Historique du réseau francophone
PROFAMILLE est un programme psychoéducatif structuré, destiné aux proches d’un malade souffrant de schizophrénie.
Initialement développé au Québec par le Professeur Hugues Cormier et ses collaborateurs de l’Unité de psychiatrie sociale et préventive, Université Laval Robert Giffard, ce programme a fait l’objet d’une validation sur environ 50 personnes en 1988.
Il a ensuite été diffusé dans le monde francophone à partir de 1991 grâce au Réseau Francophone des Programmes de Réhabilitation Psychiatrique, fondé par Olivier Chambon, Guy Deleu et Jérôme Favrod.
En Suisse, en 1993, sous l’impulsion de Jérôme Favrod et d’une équipe des Hôpitaux Universitaires de Genève, Louise Rast a utilisé ce programme pour l’association genevoise Le Relais. Il est également repris par le Département universitaire de psychiatrie adulte de Lausanne, suivi par les institutions psychiatriques des autres cantons romands.

#### Détail de la tâche:
Poursuivez le texte ci-dessus sur l'historique du programme PROFAMILLE en reprenant après sa dernière phrase.

#### Données à analyser:
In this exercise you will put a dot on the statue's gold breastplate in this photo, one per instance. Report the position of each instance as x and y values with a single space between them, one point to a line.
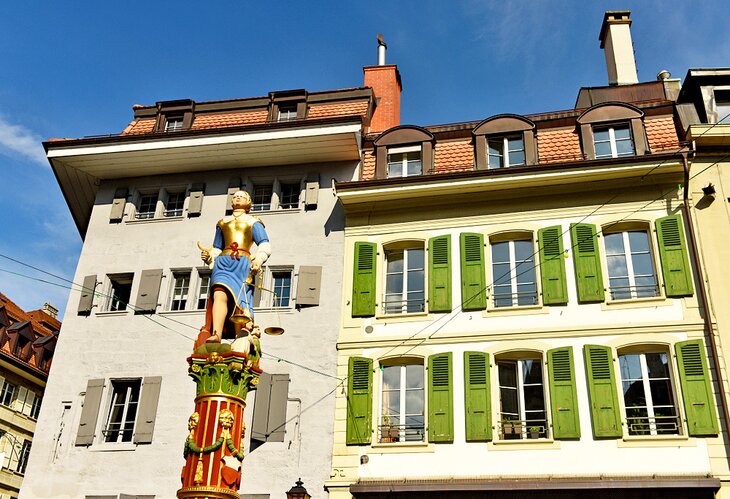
238 230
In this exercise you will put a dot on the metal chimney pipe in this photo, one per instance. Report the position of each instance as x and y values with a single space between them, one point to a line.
381 51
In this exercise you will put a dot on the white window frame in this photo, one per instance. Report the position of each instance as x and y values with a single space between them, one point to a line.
612 140
404 292
387 433
406 151
516 270
651 424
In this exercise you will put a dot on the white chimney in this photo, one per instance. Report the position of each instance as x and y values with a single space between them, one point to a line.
381 51
616 43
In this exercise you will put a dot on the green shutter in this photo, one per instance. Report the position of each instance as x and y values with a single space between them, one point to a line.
673 252
473 276
699 405
363 281
478 408
440 399
552 266
439 274
587 263
359 400
563 394
605 413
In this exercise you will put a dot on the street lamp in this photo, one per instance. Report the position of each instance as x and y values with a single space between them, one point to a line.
298 491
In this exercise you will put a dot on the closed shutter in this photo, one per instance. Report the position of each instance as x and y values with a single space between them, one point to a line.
118 205
149 290
195 205
673 253
605 413
308 284
440 399
363 283
473 276
587 259
552 266
86 302
147 411
699 405
89 412
359 401
439 274
477 400
563 393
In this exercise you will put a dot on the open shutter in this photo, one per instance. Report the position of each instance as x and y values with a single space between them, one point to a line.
89 412
440 399
699 405
473 276
605 413
86 302
477 401
552 266
587 260
563 394
359 401
149 290
673 253
195 205
363 282
439 274
147 411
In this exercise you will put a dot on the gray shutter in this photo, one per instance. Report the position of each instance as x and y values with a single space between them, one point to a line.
233 185
311 192
89 412
195 205
86 302
308 285
269 411
147 411
149 290
118 205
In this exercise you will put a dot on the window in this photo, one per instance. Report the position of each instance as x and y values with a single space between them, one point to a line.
289 196
404 162
174 124
404 281
180 291
8 394
23 457
120 289
147 206
613 142
648 395
630 265
522 399
119 424
262 197
513 273
174 204
506 151
402 403
35 409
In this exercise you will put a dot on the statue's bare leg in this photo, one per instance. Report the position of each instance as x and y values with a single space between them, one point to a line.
220 311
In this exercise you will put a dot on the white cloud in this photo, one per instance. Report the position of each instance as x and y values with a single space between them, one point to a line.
16 139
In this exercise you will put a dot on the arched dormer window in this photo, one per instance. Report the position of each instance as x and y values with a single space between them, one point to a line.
612 130
403 151
504 140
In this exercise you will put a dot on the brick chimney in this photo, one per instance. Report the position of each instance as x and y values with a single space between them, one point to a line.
616 43
385 81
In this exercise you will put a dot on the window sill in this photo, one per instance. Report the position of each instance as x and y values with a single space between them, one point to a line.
403 448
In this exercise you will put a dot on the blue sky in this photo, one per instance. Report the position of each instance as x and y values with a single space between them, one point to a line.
71 69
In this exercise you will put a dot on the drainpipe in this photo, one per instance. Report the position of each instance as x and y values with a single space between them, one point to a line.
703 294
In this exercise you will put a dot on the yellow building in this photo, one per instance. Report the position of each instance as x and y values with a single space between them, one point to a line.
522 315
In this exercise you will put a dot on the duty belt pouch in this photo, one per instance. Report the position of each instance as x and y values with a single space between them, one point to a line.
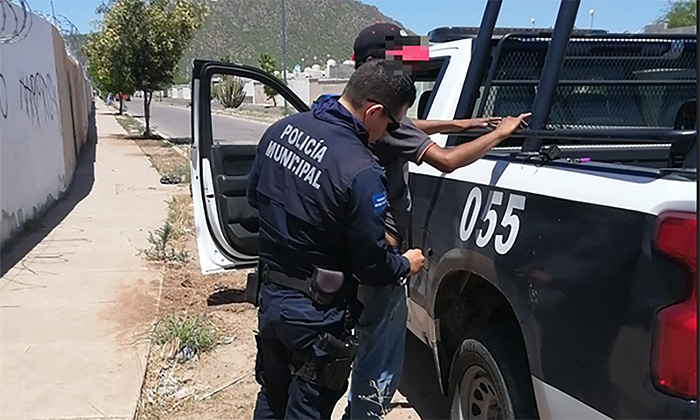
335 367
324 285
252 287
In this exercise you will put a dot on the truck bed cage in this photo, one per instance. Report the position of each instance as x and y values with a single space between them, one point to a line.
588 85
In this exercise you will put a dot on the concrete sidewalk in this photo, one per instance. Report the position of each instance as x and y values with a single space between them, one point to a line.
75 309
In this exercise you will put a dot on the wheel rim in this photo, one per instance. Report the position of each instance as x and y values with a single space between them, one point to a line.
476 397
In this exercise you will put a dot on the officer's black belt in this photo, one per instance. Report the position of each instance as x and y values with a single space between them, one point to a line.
281 279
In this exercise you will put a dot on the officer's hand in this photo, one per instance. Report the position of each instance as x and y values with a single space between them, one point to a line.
415 259
509 124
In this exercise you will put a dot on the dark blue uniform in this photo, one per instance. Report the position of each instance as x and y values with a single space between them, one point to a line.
322 202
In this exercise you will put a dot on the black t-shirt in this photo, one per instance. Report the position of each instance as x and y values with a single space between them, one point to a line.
393 152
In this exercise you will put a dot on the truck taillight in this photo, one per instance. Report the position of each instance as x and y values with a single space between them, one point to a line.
674 365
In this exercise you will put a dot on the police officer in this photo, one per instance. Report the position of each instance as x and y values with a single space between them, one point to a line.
321 201
381 328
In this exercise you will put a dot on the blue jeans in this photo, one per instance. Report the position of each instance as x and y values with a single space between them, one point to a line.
381 331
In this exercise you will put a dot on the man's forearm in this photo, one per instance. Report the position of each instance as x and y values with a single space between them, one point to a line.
447 160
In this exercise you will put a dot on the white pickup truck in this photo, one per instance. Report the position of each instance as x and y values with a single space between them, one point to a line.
562 267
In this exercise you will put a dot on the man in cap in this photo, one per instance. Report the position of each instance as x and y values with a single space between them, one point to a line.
381 328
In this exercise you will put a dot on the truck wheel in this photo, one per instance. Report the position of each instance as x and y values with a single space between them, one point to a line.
489 378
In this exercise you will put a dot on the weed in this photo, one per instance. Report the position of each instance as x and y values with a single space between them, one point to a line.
33 225
162 248
379 399
194 331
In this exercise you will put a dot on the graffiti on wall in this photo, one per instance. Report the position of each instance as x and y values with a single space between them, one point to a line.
37 97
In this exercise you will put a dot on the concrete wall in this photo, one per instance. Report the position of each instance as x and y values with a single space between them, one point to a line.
45 103
300 87
318 87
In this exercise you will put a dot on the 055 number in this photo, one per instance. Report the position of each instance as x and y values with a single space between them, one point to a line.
470 215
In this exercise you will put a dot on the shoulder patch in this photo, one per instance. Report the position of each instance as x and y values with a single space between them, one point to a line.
379 202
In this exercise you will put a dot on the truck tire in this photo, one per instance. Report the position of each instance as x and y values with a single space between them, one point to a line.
489 377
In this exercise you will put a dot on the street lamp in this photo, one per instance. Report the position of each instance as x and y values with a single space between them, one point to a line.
284 51
196 45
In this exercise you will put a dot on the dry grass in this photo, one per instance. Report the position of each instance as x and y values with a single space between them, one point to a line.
174 386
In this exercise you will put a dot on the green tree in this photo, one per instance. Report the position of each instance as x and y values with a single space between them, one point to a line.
150 36
231 92
680 13
108 58
267 63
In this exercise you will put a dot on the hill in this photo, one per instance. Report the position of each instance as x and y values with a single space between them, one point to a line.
243 29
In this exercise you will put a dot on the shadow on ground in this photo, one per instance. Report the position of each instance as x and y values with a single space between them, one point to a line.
43 224
419 383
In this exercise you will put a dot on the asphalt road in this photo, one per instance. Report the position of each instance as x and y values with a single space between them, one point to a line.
174 122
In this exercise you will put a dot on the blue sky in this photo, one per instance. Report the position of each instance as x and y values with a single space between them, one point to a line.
423 15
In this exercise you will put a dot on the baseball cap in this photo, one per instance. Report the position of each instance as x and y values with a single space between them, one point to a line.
386 39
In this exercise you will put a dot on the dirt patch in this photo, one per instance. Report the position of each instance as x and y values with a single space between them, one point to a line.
180 390
134 309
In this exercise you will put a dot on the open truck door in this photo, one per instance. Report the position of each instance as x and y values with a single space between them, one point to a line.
222 155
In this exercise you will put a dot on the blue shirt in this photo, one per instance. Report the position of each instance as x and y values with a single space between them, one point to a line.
321 198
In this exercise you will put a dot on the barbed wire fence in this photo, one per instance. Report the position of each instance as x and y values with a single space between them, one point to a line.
16 20
16 23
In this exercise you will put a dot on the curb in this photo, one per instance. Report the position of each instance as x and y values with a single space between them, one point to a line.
163 137
226 114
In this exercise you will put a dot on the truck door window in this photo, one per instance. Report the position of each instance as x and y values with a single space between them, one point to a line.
427 80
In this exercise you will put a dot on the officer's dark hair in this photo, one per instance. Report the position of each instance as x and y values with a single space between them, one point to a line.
383 81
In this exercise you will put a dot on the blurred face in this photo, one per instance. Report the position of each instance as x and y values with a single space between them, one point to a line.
379 120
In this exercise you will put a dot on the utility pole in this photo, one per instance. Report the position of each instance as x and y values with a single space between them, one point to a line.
284 51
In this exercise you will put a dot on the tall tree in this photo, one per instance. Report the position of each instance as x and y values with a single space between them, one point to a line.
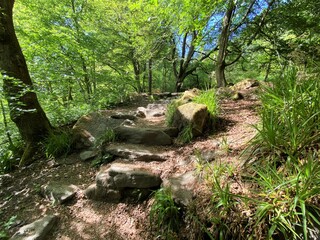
238 16
25 110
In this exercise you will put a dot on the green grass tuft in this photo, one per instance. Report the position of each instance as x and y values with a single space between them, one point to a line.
165 215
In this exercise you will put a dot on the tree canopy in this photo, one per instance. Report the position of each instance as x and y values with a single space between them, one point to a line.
85 54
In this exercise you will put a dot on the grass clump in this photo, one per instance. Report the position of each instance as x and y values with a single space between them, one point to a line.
290 117
209 99
286 201
165 215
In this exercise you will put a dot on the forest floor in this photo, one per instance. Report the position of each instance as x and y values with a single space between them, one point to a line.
20 197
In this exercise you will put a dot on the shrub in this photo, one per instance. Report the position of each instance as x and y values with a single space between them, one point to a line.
290 117
209 99
286 201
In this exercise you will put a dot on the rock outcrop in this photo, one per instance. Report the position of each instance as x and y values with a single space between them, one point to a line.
147 136
123 181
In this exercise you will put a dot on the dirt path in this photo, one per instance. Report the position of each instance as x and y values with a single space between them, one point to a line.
86 219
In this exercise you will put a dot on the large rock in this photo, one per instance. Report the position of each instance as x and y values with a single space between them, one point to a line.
90 128
136 152
191 114
37 230
145 136
100 193
123 181
59 192
120 175
182 187
152 110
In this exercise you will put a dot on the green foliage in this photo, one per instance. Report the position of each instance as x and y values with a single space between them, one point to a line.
290 116
7 160
58 143
165 215
5 226
186 135
108 136
209 99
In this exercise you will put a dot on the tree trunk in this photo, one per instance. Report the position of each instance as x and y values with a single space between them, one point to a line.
150 80
25 110
137 71
223 45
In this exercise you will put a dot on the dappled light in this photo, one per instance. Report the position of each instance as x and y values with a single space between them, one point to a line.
187 119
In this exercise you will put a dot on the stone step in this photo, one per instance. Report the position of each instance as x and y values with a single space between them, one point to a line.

#### Réponse:
En 1999, PROFAMILLE fait l’objet d’une adaptation et d’une traduction en langue allemande sous l’initiative de l’association AFS-VASK Berne et en collaboration avec le Professeur Hans Dieter Brenner des Services psychiatriques universitaires de Berne.
Plusieurs utilisateurs suisses de ce programme se sont organisés en réseau depuis 2000 sous l’égide de Monique Pasche de l’AFS Berne francophone. Ce réseau initialement suisse s’est ouvert sur la francophonie en 2003 avec la participation de l’équipe animée par le Dr Yann Hoddé, au Centre Hospitalier de Rouffach (Alsace) et les membres de l’association Schizo-Espoir.
Cette équipe avait développé une grande expérience du programme depuis 1998 et avait commencé à tester des améliorations dans la technique d’animation. D’autres équipes de France se sont ensuite rapprochées du réseau à partir de 2005.
C’est ainsi qu’à Marseille les premières séances “PROFAMILLE” ont eu lieu en 2010 dans le Service du Professeur Lançon.
Les participants du réseau se retrouvent une fois par an à l’occasion du ‘Congrès ProFamille’, congrès national qui s’est tenu notamment à Paris, Rennes, Poitiers et Dijon en 2018.
C’est l’occasion de comparer les techniques d’animation, les outils d’évaluation, discuter des problèmes de mise en œuvre rencontrés.
Ce réseau permet des échanges d’expériences sur l’utilisation de ce programme.
ProFamille, qu’est-ce que c’est ?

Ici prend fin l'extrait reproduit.